**EXERCISE INPUT**
◆ ◆ ◆ ◆ ◆

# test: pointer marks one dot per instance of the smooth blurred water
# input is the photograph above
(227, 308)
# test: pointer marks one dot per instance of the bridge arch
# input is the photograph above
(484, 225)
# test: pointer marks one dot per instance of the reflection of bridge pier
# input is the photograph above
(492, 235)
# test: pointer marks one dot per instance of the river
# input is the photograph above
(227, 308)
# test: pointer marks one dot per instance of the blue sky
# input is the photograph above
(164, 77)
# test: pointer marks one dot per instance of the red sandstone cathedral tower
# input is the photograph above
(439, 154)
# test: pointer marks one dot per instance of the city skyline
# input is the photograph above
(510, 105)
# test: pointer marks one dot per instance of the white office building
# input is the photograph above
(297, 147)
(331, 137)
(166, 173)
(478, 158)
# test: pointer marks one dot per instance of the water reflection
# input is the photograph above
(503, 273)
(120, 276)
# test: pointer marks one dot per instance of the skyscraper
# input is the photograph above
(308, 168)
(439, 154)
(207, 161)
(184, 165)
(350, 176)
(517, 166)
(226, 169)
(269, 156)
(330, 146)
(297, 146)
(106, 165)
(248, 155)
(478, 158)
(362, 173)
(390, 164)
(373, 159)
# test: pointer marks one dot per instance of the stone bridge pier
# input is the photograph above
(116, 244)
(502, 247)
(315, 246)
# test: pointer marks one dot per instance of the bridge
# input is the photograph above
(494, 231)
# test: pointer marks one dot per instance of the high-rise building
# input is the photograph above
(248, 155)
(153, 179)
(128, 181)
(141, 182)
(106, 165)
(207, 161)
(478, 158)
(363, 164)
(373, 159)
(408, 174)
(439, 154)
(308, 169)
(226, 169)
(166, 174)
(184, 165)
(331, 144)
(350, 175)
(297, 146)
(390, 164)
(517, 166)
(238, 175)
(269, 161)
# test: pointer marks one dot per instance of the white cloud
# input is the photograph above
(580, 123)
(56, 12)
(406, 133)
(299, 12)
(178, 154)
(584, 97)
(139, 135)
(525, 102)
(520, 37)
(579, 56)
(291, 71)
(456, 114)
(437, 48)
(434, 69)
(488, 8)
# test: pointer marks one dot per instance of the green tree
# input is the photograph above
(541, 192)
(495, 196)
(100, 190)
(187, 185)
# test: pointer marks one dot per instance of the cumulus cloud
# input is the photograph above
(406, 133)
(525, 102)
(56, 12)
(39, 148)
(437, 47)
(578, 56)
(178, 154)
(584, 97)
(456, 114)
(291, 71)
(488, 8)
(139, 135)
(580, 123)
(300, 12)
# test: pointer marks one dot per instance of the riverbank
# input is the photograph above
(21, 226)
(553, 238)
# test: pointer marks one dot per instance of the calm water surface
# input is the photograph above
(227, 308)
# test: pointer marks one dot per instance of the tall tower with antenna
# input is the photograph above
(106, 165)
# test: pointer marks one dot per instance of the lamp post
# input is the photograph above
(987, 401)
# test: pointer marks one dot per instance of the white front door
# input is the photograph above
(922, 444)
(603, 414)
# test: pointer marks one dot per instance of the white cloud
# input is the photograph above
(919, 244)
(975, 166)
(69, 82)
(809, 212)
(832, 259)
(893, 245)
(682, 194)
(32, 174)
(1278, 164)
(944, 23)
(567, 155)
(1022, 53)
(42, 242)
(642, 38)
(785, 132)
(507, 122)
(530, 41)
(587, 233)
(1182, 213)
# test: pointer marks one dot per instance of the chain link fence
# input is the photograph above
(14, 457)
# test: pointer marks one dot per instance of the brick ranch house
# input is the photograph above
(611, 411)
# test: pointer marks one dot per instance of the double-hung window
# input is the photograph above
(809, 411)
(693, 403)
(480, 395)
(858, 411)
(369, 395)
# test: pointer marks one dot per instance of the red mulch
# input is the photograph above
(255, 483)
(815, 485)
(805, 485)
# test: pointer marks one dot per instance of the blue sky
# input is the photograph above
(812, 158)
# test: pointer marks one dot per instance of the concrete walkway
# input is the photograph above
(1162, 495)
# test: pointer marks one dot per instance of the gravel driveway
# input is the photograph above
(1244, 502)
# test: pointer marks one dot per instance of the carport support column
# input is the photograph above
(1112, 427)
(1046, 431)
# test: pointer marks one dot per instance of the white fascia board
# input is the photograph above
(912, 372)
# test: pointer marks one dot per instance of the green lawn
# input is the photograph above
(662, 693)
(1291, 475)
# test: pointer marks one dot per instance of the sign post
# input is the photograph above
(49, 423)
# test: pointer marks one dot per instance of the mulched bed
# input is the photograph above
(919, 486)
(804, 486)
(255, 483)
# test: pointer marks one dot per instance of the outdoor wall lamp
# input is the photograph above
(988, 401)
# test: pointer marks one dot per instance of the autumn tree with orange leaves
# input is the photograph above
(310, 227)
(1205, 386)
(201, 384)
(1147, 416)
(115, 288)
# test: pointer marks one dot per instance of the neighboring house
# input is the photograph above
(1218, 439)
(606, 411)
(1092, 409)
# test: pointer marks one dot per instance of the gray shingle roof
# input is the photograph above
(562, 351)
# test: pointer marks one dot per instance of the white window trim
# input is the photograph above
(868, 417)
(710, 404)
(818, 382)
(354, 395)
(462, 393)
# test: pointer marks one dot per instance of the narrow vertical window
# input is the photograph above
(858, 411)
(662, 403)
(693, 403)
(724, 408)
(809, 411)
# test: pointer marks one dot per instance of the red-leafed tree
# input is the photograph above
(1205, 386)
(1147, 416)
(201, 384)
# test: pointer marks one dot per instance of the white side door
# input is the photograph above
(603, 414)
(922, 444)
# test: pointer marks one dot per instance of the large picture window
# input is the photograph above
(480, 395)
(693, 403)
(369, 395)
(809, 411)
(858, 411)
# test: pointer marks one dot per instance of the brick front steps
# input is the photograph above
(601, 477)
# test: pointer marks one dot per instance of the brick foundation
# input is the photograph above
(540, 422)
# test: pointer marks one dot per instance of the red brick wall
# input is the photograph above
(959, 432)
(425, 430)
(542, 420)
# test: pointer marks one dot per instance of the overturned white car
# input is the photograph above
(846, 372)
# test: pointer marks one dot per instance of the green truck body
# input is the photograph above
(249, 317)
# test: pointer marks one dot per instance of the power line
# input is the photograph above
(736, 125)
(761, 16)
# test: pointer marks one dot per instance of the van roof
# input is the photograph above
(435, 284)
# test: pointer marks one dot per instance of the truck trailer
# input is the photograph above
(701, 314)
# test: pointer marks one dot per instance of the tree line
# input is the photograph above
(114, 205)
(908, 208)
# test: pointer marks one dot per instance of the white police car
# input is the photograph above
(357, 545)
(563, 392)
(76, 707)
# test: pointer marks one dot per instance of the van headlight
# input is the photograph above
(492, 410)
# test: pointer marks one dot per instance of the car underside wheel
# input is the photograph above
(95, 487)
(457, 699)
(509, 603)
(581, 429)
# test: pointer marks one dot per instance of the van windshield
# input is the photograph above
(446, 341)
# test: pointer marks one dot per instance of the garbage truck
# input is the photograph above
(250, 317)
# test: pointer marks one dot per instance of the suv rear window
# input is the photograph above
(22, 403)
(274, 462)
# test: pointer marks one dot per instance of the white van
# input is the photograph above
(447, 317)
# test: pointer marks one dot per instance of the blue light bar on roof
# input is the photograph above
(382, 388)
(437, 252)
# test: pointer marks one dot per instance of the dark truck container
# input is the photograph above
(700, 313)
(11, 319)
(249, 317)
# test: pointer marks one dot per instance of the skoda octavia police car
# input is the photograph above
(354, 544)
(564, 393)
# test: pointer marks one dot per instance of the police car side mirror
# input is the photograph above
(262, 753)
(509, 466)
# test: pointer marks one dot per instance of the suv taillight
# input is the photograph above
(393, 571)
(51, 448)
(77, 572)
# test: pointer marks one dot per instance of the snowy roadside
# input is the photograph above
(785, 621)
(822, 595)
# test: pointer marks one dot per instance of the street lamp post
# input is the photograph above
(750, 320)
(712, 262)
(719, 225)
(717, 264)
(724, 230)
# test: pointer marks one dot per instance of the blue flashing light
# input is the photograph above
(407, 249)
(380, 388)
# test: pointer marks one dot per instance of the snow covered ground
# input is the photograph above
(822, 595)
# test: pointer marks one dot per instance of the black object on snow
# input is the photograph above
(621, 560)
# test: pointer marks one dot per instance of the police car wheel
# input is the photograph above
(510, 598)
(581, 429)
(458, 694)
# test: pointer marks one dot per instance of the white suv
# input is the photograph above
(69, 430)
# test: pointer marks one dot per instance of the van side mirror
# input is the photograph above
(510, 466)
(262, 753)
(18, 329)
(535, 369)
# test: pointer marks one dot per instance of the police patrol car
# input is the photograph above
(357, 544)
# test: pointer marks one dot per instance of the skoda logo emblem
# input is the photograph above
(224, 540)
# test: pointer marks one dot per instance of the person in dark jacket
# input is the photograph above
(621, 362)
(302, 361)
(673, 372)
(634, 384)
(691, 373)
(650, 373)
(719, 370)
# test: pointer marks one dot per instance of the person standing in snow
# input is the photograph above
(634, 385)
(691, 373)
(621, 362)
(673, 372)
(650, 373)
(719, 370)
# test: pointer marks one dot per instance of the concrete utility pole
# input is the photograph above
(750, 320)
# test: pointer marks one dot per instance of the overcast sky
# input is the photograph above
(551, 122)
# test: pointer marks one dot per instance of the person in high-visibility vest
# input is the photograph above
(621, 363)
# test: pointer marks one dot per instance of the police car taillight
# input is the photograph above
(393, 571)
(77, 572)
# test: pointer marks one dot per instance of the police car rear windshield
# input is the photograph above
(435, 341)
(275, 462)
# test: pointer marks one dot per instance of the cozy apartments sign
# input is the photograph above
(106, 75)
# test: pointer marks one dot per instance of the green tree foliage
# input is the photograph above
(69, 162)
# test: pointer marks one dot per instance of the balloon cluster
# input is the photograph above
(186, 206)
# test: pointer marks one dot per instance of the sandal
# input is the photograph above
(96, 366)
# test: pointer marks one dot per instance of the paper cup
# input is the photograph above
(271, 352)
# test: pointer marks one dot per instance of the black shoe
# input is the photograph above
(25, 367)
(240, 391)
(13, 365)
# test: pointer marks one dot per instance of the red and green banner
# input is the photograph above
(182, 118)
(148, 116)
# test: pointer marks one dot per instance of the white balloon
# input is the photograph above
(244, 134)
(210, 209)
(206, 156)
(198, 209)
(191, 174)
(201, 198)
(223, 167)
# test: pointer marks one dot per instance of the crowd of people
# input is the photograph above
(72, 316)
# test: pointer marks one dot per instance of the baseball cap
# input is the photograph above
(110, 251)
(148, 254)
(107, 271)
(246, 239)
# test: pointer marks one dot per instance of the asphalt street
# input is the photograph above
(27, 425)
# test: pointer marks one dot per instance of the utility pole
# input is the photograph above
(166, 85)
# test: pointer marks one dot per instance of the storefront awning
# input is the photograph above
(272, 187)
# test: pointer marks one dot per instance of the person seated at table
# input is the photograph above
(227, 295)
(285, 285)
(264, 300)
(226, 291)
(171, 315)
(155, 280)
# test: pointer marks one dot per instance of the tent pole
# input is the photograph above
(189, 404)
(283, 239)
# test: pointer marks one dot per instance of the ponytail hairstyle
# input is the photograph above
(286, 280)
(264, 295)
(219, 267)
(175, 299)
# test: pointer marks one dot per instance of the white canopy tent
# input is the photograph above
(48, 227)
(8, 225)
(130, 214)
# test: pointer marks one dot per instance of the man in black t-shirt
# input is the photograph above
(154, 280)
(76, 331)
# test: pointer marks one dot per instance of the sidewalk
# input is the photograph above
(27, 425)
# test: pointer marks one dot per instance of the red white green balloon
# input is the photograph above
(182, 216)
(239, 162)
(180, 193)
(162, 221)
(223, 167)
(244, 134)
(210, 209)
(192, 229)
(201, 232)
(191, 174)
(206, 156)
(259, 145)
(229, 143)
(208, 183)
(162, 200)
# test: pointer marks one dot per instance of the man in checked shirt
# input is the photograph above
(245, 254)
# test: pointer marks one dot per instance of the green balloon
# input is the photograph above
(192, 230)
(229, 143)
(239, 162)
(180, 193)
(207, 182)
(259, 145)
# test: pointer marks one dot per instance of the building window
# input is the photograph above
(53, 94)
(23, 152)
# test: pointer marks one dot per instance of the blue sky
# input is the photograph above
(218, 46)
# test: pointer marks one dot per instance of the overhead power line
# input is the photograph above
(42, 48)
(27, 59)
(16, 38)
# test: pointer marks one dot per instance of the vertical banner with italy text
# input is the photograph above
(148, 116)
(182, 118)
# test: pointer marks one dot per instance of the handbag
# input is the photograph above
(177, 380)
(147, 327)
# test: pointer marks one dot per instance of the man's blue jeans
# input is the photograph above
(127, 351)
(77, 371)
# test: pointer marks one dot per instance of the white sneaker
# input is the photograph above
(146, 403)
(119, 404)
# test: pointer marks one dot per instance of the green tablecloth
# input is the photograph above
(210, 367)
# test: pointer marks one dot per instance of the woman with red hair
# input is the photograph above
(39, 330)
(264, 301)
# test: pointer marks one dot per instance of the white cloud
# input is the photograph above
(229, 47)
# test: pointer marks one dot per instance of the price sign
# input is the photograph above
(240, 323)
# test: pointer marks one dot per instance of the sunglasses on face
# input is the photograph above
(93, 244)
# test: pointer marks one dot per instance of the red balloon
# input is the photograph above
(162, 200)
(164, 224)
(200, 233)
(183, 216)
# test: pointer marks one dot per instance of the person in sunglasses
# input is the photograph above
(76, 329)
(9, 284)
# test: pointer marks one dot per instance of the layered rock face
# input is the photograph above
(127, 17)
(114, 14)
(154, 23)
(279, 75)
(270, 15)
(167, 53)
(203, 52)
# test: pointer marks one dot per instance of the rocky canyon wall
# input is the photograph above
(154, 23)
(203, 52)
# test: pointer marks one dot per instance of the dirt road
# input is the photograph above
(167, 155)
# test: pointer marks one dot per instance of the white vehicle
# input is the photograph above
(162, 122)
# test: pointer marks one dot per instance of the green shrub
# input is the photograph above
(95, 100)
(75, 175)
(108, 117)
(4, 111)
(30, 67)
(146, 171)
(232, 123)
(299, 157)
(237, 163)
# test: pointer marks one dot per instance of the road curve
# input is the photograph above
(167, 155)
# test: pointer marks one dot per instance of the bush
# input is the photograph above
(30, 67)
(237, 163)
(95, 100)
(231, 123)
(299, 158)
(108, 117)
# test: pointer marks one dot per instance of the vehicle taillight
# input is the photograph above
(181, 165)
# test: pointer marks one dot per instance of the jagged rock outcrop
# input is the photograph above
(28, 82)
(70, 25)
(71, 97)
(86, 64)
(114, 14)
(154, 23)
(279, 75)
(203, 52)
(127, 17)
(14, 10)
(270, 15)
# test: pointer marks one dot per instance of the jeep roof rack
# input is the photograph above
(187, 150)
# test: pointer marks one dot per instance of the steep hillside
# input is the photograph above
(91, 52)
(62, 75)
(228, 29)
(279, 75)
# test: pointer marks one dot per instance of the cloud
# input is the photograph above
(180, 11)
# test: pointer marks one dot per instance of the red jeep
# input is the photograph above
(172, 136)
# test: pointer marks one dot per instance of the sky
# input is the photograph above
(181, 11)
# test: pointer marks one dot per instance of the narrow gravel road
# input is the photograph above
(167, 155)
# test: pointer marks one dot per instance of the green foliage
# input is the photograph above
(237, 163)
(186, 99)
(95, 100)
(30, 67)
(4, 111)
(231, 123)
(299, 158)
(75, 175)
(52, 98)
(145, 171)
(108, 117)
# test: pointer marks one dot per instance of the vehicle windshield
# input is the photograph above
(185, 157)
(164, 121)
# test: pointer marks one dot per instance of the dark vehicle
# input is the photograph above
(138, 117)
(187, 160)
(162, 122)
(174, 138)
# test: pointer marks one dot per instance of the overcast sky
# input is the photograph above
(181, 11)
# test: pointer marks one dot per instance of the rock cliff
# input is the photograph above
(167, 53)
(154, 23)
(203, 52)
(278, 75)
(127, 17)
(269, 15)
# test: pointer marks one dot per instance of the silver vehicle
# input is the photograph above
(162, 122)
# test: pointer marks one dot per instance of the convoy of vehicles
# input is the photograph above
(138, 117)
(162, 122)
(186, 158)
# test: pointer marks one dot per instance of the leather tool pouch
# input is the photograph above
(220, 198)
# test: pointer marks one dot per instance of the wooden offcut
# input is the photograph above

◆ ◆ ◆ ◆ ◆

**WRITTEN TASK**
Exactly repeat the lines from the line that contains "# test: pointer marks one dot per instance of the jeep" to the end of the entries, both included, and leave out all other lines.

**OUTPUT OF THE EXERCISE**
# test: pointer marks one dot per instance of the jeep roof rack
# input is the photograph above
(187, 150)
# test: pointer marks one dot per instance of the steep hillside
# input is the photograph above
(91, 52)
(62, 75)
(228, 29)
(279, 75)
# test: pointer marks one dot per instance of the cloud
# input is the photograph above
(180, 11)
# test: pointer marks one dot per instance of the red jeep
# input is the photograph above
(172, 136)
# test: pointer marks one dot per instance of the sky
# input is the photograph above
(181, 11)
# test: pointer marks one dot per instance of the narrow gravel road
# input is the photograph above
(167, 155)
# test: pointer marks one dot per instance of the green foliage
# input is the photograph above
(237, 163)
(186, 99)
(95, 100)
(30, 67)
(4, 111)
(231, 123)
(299, 158)
(75, 175)
(52, 98)
(145, 171)
(108, 117)
# test: pointer marks one dot per instance of the vehicle windshield
# input is the photograph above
(185, 157)
(164, 121)
# test: pointer marks one dot per instance of the dark vehicle
# input is the photograph above
(138, 117)
(187, 160)
(162, 122)
(174, 138)
# test: pointer marks one dot per instance of the overcast sky
# input is the photograph above
(181, 11)
# test: pointer marks one dot per instance of the rock cliff
# input is the photograph above
(167, 53)
(154, 23)
(203, 52)
(278, 75)
(127, 17)
(269, 15)
# test: pointer marks one dot per instance of the silver vehicle
# input is the photograph above
(162, 122)
# test: pointer marks one dot per instance of the convoy of vehicles
# input is the photograph above
(138, 117)
(162, 122)
(186, 158)
# test: pointer marks one dot per instance of the leather tool pouch
# input is the photograph above
(220, 198)
# test: pointer marks one dot per instance of the wooden offcut
# input is the photograph above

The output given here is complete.